▶ TEXT PASSAGE:
It’s been a tough last week for everyone in Jerrard’s orbit, including in the hockey world. The former Lake Superior State defenseman played professional hockey for a decade before going into coaching and was an assistant with the American Hockey League’s Iowa Stars when Gabinet played for them in 2006.

Jerrard went on to become an assistant with the NHL’s Calgary Flames from 2016-18, and when he looked toward the college ranks, Gabinet was glad to bring in a personal mentor.

“He’s a great human being who really cares about the athletes, but still has a great way of demanding a lot from them in terms of development, and a way of helping them get to a potential they maybe didn’t realize they could get to,” Gabinet said. “For me personally, especially as a young coach, he has so much experience and such an understanding of how to support a head coach, and that’s what I’ll really take away from it.

“A lot of times, you hear first-time coaches in interviews talking about, ‘I thought I knew what the job was about, but then I realized there’s a difference from an assistant to a head coach,’ and he helped navigate the good times and navigate adversity, and he reminded you how important family is. He was a calming, steady influence that really helped mold me as a head coach, and I’m really grateful for that.

▶ MATERIAL SUPPLIED:
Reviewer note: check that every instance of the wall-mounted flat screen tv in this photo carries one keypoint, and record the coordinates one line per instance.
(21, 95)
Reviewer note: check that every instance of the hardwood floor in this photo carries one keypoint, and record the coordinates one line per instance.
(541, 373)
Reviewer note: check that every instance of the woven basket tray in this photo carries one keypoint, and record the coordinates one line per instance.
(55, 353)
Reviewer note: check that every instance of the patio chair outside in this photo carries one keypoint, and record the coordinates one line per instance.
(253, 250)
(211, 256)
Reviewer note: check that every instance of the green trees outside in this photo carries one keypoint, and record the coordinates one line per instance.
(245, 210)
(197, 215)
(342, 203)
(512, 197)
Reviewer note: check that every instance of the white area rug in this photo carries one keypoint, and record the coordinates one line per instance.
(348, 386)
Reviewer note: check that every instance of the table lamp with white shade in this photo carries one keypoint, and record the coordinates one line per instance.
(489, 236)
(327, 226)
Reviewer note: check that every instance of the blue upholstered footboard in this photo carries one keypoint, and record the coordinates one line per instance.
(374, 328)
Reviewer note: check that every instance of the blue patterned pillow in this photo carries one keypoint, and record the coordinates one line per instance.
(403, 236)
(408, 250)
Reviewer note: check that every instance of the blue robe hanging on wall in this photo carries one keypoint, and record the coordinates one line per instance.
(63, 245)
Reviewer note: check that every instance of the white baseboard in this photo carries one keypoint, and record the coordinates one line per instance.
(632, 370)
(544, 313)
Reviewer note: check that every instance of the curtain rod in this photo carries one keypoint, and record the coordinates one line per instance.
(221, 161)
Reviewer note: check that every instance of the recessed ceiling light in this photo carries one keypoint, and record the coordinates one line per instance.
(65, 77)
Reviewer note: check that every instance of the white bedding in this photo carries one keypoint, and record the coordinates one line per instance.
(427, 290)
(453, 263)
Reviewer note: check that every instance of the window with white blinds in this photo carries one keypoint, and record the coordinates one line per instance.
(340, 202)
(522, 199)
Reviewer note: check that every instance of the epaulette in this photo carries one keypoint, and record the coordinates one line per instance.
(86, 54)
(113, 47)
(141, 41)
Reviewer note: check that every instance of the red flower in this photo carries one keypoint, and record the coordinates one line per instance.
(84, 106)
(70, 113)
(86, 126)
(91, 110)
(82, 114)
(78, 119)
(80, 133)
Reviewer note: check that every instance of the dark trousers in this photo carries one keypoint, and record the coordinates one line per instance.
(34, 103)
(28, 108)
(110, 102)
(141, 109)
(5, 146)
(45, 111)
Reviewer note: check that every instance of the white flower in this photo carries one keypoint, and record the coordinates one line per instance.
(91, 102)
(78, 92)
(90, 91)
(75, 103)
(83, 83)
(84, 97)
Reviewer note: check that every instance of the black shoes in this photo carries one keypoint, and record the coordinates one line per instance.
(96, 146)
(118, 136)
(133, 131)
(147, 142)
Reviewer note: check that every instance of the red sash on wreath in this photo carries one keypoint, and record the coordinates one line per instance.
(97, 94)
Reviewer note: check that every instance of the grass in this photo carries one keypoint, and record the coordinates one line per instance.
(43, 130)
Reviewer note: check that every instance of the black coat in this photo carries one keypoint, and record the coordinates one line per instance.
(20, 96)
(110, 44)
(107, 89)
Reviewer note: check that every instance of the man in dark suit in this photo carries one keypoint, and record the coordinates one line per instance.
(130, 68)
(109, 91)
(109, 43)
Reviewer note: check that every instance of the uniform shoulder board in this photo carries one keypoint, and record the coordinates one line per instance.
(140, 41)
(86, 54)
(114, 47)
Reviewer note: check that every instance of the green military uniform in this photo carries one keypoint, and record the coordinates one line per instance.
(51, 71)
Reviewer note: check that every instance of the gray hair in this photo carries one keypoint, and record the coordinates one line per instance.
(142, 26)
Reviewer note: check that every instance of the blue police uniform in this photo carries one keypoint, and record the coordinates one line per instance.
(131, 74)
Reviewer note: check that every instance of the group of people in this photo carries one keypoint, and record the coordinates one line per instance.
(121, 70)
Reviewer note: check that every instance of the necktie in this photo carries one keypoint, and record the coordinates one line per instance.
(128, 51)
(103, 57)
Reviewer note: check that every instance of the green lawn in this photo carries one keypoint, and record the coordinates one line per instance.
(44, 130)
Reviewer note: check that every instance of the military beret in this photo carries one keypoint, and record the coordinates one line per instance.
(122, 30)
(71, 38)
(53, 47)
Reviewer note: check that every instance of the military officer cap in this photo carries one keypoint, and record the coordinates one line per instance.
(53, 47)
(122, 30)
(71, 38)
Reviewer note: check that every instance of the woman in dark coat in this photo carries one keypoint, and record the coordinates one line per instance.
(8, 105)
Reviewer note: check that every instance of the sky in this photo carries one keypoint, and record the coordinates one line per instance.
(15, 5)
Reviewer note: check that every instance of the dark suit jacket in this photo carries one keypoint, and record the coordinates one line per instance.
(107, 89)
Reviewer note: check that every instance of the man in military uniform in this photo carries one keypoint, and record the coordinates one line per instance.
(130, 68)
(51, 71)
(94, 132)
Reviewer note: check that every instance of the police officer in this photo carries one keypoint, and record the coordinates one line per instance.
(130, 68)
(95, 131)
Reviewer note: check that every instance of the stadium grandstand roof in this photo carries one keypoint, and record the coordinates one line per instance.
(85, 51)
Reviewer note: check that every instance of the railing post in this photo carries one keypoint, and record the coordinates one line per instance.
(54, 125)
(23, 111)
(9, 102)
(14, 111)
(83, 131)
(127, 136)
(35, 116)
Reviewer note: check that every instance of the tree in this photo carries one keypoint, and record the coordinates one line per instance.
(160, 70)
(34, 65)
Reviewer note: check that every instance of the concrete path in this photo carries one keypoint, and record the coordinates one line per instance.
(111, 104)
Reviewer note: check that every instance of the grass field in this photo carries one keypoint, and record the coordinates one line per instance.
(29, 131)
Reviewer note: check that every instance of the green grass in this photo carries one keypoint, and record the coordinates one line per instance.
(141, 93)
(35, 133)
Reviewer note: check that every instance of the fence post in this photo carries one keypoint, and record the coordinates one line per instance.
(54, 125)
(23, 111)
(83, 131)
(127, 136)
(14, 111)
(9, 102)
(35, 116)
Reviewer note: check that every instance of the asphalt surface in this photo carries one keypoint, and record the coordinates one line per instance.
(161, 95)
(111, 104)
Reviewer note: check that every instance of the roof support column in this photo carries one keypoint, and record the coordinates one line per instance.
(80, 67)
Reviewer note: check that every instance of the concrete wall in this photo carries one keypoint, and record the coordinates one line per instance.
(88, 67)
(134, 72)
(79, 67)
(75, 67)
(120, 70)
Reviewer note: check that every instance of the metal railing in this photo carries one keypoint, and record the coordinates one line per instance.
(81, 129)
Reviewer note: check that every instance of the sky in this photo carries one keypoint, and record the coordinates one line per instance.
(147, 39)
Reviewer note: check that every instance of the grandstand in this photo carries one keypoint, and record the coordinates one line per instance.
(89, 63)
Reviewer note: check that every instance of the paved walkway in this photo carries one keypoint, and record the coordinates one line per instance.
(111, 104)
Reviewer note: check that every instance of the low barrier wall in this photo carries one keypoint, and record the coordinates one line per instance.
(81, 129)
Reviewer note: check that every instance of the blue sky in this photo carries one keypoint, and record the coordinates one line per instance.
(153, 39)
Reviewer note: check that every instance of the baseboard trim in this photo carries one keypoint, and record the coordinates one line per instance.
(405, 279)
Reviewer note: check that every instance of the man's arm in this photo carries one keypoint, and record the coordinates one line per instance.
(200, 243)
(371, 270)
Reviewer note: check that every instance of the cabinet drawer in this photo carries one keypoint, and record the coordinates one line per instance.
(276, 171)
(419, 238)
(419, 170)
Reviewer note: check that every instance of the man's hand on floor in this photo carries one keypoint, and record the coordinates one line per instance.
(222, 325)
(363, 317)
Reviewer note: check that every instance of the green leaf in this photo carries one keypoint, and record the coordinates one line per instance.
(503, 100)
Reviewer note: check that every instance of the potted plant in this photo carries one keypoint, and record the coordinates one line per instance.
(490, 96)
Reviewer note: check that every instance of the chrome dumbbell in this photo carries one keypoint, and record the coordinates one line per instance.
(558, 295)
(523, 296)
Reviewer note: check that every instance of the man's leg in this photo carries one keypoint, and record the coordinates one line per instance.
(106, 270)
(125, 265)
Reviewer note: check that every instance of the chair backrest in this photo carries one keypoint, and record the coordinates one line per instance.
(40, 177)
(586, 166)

▶ TO DO: Copy everything in the hockey coaching passage from "Jerrard went on" down to "away from it." word for word.

▶ SOLVED PROBLEM:
Jerrard went on to become an assistant with the NHL’s Calgary Flames from 2016-18, and when he looked toward the college ranks, Gabinet was glad to bring in a personal mentor.

“He’s a great human being who really cares about the athletes, but still has a great way of demanding a lot from them in terms of development, and a way of helping them get to a potential they maybe didn’t realize they could get to,” Gabinet said. “For me personally, especially as a young coach, he has so much experience and such an understanding of how to support a head coach, and that’s what I’ll really take away from it.